> Task requirements
Present the records as a Markdown table with two columns, Row and Line: put the row number in the first column and the text of each line in the second, and leave out any blank lines.
* begin Provided records *
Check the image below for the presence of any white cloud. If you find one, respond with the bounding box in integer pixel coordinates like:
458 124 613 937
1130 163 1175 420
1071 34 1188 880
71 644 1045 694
* end Provided records *
> The response
| Row | Line |
|---|---|
| 1 | Check the image below for the presence of any white cloud. If you find one, respond with the bounding box in integer pixel coordinates like: |
| 2 | 458 124 613 937 |
| 3 | 1130 163 1175 420 |
| 4 | 1071 34 1188 880 |
| 5 | 71 644 1045 694 |